**Free-text object descriptions**:
──────────

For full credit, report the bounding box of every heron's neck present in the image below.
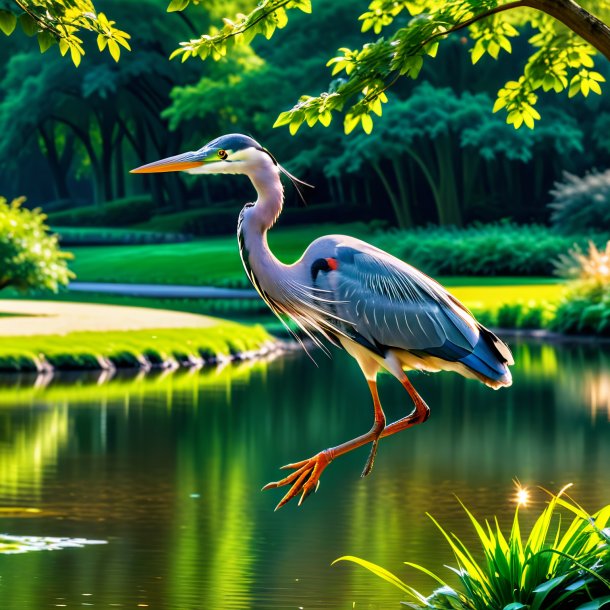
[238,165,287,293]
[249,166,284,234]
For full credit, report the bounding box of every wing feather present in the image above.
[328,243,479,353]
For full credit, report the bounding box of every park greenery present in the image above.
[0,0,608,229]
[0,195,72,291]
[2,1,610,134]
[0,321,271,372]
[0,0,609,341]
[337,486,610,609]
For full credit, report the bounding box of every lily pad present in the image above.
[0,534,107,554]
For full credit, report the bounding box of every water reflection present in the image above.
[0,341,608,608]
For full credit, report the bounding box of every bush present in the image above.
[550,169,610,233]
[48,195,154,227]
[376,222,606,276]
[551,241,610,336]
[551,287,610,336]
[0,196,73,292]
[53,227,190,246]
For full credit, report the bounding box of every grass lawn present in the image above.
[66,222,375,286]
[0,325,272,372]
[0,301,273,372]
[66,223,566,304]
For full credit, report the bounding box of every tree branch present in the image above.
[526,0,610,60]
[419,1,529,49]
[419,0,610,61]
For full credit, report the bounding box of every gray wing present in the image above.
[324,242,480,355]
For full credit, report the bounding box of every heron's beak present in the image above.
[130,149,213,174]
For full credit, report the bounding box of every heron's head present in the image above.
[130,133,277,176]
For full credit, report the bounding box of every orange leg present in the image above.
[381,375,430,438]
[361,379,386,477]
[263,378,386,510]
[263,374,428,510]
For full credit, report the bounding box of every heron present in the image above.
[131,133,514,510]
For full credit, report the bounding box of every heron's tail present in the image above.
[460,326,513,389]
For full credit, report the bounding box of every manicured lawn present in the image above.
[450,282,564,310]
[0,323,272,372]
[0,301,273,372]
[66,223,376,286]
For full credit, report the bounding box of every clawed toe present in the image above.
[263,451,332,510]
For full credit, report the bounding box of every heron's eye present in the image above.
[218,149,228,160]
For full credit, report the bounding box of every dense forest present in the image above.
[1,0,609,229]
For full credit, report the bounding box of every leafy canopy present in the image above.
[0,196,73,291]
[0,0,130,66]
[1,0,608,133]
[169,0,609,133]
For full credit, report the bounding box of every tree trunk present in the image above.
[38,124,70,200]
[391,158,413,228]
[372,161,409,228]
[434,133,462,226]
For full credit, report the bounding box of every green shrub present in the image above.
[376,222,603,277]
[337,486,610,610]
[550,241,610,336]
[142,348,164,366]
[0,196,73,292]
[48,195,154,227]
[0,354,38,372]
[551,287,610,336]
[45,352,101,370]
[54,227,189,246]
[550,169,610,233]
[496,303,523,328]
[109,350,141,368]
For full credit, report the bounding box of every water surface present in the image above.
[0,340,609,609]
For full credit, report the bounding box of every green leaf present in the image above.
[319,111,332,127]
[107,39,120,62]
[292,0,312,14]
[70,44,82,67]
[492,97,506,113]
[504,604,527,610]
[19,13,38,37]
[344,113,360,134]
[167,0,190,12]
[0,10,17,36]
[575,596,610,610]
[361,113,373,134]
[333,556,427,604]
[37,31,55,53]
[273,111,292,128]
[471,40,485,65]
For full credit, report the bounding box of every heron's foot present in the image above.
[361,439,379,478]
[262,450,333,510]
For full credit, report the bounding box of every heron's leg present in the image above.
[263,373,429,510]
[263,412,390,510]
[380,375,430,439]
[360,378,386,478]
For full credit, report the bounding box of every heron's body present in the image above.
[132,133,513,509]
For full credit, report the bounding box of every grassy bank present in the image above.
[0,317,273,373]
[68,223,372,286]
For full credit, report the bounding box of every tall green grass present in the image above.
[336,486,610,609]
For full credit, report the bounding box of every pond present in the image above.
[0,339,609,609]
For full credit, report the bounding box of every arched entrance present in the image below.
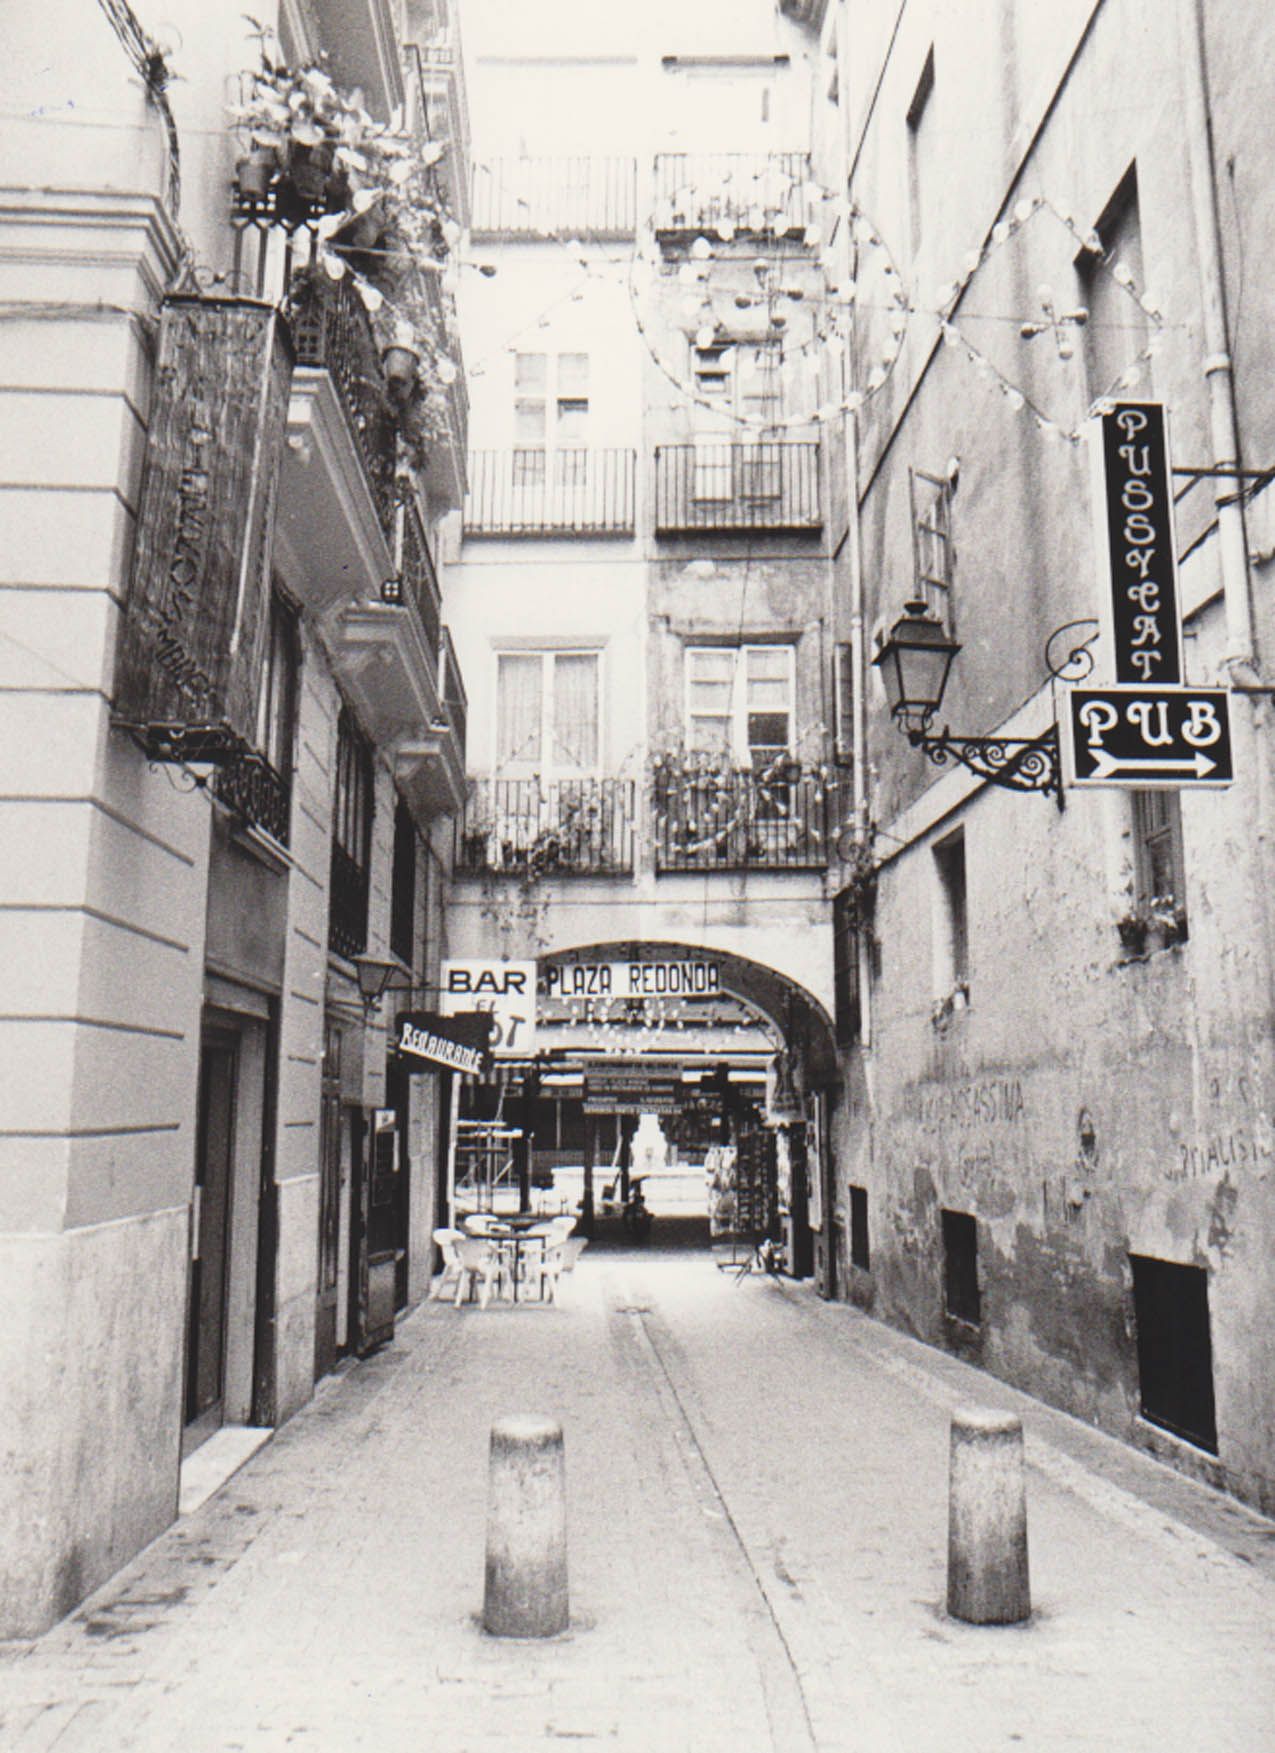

──────────

**Action item**:
No pictures belong in the copy. Retype exactly, and only, the lines from the line containing "For full credit, report the bounding box of every heron's body" through the last line of the data, both included.

**Task output**:
For full credit, report the bounding box of every heron's body present in the image above.
[132,133,513,509]
For full credit, report the bounding box of every grassy bank present in the image above.
[0,317,273,373]
[68,223,372,286]
For full credit, report the bounding box of every tall green grass present in the image above.
[336,486,610,609]
For full credit, report the bounding box of every pond present in the image above.
[0,339,609,609]
For full credit, report the bounding box of every arched entrance present in the image below.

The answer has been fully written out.